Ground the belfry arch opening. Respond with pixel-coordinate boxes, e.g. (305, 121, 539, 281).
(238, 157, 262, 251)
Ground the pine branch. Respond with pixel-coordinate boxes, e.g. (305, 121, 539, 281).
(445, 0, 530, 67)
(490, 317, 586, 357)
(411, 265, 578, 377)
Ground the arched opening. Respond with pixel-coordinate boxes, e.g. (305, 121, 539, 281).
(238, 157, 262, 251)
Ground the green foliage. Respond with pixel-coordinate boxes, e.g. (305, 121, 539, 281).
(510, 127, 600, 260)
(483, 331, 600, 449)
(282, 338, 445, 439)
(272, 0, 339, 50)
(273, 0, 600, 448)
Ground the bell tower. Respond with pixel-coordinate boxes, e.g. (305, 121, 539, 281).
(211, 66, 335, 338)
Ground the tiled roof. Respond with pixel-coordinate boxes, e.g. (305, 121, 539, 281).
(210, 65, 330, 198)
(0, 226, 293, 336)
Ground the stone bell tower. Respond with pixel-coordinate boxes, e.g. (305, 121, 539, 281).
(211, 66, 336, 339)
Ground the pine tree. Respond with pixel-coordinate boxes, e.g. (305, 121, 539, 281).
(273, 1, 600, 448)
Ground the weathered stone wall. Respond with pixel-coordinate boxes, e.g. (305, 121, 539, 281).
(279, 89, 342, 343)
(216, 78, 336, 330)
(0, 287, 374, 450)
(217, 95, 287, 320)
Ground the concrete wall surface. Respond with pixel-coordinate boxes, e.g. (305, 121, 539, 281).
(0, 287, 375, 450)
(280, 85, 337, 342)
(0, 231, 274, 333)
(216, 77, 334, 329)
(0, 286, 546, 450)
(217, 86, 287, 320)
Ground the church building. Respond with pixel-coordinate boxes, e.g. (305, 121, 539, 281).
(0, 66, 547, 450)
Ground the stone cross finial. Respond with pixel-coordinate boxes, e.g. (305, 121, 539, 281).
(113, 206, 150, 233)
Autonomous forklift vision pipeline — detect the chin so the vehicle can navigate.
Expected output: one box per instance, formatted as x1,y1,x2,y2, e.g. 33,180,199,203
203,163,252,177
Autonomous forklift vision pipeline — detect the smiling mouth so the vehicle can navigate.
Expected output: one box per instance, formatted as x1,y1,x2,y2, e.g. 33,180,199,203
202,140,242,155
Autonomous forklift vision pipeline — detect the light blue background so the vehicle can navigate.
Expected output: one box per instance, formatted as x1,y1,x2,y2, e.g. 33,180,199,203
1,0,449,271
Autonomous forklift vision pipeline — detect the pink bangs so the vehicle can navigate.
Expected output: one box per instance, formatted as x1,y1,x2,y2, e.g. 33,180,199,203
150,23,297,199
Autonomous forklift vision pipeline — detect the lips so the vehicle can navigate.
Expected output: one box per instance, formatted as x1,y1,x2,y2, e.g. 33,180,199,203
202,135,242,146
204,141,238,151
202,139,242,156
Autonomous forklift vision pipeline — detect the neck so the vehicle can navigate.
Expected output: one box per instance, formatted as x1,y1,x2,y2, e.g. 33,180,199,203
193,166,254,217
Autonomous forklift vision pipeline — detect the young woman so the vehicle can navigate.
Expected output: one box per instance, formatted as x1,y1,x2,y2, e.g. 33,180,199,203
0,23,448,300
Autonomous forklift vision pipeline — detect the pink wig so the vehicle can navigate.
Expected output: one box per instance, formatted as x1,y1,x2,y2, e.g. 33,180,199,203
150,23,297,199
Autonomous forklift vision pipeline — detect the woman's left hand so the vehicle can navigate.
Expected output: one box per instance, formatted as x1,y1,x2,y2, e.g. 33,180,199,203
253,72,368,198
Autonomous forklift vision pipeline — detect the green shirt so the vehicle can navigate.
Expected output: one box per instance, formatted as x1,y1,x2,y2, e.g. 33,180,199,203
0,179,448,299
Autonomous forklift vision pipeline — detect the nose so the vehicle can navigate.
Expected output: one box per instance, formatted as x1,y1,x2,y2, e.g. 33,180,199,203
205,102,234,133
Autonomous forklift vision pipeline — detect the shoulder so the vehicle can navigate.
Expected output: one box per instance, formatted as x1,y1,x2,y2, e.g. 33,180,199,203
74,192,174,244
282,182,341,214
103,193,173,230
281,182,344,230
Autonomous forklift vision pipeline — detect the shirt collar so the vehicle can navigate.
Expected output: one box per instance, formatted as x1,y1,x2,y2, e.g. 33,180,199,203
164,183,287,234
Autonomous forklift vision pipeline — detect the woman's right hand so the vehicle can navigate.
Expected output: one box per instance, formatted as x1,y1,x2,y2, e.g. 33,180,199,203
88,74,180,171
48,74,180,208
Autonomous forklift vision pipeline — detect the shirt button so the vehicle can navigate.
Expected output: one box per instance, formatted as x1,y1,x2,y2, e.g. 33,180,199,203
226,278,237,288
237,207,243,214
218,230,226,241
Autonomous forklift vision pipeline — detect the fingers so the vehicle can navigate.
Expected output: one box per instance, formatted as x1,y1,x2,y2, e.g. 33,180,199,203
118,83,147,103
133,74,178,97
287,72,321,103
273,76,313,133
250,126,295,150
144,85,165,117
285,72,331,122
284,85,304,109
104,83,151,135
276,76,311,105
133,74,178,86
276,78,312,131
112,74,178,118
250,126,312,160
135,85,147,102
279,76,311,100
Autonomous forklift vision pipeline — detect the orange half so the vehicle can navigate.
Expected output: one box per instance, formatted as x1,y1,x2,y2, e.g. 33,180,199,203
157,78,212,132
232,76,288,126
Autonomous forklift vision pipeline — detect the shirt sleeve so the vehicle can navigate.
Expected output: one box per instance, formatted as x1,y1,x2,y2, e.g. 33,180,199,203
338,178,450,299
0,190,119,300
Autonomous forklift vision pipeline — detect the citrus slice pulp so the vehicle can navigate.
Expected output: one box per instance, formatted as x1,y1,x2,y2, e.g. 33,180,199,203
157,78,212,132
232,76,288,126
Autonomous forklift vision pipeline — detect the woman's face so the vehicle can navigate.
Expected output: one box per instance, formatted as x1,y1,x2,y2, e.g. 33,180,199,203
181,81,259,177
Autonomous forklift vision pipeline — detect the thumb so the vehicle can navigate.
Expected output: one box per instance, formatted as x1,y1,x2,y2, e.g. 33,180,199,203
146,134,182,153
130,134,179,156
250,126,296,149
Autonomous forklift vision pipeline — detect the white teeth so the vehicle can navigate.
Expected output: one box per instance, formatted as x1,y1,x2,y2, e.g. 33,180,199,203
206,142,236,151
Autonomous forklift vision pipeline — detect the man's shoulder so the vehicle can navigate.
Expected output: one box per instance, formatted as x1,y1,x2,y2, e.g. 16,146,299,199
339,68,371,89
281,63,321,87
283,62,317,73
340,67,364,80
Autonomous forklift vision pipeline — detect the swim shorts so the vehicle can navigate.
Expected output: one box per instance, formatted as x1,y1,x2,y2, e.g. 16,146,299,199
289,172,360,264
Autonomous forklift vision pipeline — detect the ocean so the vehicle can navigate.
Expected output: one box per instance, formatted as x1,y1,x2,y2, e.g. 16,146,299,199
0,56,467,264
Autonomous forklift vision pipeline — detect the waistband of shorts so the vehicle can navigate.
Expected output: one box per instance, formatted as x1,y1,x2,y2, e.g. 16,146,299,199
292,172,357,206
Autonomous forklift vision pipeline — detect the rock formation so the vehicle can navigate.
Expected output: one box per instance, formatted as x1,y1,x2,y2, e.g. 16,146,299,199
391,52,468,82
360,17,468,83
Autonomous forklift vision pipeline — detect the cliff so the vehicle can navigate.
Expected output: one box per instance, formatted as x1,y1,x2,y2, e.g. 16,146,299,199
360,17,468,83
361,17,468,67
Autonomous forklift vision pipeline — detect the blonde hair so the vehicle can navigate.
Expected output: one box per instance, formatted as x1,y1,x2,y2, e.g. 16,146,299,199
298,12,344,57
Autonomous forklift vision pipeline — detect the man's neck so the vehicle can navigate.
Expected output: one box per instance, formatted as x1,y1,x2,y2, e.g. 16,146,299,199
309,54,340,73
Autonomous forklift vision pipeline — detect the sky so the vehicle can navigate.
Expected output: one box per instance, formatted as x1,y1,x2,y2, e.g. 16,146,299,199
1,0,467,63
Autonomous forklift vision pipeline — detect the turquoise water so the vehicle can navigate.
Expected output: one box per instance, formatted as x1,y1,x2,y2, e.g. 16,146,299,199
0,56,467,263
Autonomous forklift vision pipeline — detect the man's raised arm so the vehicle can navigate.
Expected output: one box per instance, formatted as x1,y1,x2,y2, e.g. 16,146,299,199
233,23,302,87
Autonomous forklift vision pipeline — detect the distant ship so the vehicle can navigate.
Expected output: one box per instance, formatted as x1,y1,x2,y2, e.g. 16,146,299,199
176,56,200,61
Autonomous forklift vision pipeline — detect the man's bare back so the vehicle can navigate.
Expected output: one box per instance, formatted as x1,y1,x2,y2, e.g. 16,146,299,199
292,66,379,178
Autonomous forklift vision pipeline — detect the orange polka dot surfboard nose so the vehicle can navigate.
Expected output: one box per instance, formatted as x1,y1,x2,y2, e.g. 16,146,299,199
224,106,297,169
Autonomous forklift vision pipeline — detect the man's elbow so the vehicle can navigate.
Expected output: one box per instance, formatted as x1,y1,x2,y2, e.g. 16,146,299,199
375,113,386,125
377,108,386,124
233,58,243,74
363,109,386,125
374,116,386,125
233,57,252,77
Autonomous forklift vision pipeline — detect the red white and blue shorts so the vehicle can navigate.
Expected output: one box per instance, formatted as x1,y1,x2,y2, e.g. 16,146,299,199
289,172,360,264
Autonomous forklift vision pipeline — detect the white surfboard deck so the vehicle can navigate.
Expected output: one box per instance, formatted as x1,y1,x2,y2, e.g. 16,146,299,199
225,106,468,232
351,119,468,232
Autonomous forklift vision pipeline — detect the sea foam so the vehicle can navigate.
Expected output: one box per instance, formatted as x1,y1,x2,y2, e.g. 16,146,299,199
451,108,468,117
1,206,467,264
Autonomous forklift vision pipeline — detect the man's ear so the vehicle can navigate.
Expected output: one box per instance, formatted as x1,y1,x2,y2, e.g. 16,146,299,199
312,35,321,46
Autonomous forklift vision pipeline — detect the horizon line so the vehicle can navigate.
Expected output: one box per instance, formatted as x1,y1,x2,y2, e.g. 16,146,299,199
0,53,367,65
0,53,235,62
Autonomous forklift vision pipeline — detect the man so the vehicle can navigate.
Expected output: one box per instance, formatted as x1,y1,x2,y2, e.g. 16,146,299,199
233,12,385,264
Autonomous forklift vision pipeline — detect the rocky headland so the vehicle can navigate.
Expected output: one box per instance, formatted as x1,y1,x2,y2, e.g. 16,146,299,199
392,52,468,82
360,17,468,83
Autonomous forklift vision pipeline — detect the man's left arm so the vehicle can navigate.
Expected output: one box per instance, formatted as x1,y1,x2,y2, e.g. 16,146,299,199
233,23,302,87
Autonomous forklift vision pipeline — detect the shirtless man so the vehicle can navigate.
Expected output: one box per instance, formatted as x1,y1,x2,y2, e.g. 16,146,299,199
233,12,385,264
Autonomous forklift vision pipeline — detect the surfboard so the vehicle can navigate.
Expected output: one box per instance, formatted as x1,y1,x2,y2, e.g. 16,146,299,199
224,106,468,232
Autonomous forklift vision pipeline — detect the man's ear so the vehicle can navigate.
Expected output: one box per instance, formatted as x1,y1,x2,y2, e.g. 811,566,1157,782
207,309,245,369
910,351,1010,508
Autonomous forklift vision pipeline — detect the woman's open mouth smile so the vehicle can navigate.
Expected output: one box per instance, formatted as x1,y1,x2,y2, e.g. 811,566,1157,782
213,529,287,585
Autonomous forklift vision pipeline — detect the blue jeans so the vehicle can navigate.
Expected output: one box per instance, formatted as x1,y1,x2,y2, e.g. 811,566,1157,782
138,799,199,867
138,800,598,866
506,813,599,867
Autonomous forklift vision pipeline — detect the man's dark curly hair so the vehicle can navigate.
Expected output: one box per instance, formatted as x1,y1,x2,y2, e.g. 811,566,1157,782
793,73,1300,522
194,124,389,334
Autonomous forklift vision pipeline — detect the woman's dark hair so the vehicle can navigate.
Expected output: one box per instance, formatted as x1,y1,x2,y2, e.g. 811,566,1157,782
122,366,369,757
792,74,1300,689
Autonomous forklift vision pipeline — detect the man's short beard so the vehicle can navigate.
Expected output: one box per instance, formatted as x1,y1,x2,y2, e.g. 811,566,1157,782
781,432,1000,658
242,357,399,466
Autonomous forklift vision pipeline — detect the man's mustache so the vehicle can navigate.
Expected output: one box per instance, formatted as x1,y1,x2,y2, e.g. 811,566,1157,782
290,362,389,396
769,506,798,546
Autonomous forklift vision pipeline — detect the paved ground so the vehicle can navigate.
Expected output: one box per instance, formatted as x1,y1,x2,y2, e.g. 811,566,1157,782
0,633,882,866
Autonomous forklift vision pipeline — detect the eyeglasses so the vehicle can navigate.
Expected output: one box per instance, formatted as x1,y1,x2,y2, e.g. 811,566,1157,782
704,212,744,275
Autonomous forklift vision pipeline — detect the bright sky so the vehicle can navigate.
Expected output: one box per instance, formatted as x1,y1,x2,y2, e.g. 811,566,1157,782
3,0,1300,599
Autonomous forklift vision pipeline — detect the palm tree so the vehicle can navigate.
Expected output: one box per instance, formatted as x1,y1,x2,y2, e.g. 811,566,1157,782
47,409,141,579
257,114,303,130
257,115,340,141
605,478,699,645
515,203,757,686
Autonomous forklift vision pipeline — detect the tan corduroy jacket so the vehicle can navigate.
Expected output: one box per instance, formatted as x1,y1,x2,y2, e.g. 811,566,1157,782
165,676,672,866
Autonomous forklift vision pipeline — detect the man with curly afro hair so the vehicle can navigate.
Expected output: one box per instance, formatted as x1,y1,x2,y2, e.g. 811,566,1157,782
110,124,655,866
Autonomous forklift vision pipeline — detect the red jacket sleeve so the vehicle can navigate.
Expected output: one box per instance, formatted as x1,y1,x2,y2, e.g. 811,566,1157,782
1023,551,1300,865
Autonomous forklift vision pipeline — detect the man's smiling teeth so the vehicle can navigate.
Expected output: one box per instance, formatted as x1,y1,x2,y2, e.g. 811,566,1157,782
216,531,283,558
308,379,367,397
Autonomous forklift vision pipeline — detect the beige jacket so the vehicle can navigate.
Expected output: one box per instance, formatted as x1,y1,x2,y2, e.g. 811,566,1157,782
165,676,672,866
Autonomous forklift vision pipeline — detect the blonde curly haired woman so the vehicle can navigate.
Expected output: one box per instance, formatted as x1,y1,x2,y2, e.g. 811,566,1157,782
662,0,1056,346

Task goal: What lines of the listing contain the word "blue"? Copy them all.

Exercise result:
Autonomous forklift vision pipeline — detect the light blue background so the vehicle can navigate.
Autonomous forklift vision pipeline — detect the red white and blue shorts so the vehicle can navigate.
Autonomous forklift vision pipeline — detect the blue jeans so the vehicle can navigate.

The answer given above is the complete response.